> Things to do
1) According to the excerpt on counterfactual data and aggregation, why do the counterfactual datasets have 20 rows?
2) Retype part of the excerpt on counterfactual data and aggregation word for word. Begin at the words "If a grid has" and stop after "Report all unit-level estimates.".

> Excerpt to read

######

In this example, we specify that Bin
must take on values of 0 or 1. Therefore, create two new copies of the full dataset. In the first copy, Bin
is fixed to 0; in the second copy, Bin
is fixed to 1. All other variables are held at their observed values. Since the original data had 10 rows, the counterfactual datasets will have 20:
We can inspect the first three row of each counterfactual version of the data by filtering on the rowidcf
column, which holds row indices:
rowidcf | Num | Cat | Bin |
---|---|---|---|
1 | -0.7787 | C | 0 |
2 | -0.3895 | C | 0 |
3 | -2.0338 | C | 0 |
1 | -0.7787 | C | 1 |
2 | -0.3895 | C | 1 |
3 | -2.0338 | C | 1 |
Notice that each row has an exact duplicate which differs only in terms of the counterfactual Bin
variable. This kind of duplication is useful for the counterfactual analyses we will conduct in the Counterfactual comparisons and Causality and G-computation sections (Chapters 6 and ?sec-gcomputation).
3.3 Aggregation
As noted above, predictions, counterfactual comparisons, and slopes are conditional quantities, in the sense that they typically depend on the values of all predictors in a model. When we compute these quantities over a grid of predictor values, we obtain a collection of point estimates: one for each row of the grid.
If a grid has many rows, the many estimates that we generate can become unwieldy, making it more difficult to extract clear and meaningful insights from our models. To simplify the presentation of results, analysts might want to aggregate unit-level estimates to report more macro level summaries. We can think about several aggregation strategies:
- No aggregation: Report all unit-level estimates.
- Overall average: Report the average of all unit-level estimates.
- Subgroup averages: Report the average of unit-level estimates within subgroups.

######

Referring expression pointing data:
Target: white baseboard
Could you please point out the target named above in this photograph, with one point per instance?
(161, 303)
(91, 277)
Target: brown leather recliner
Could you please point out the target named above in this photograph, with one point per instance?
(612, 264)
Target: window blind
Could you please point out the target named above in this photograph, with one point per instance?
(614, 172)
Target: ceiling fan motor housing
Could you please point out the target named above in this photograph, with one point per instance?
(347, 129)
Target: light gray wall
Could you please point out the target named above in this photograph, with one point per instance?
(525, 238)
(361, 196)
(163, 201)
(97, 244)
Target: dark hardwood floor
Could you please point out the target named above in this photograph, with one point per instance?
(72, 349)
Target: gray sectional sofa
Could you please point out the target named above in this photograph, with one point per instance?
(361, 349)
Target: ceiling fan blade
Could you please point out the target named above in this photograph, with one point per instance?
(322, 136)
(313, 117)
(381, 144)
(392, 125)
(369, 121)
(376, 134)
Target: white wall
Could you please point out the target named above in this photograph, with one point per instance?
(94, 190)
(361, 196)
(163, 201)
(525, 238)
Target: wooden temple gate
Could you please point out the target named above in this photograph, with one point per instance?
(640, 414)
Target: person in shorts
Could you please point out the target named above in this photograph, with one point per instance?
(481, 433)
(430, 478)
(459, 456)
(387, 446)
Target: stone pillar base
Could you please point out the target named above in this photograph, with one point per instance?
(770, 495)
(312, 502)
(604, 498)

######

> Task answers
1) Bin can take the values 0 or 1, so two full copies of the dataset are made: one with Bin fixed to 0 and one with Bin fixed to 1. The original data had 10 rows, so the two copies together have 20.

2)
If a grid has many rows, the many estimates that we generate can become unwieldy, making it more difficult to extract clear and meaningful insights from our models. To simplify the presentation of results, analysts might want to aggregate unit-level estimates to report more macro level summaries. We can think about several aggregation strategies:
- No aggregation: Report all unit-level estimates.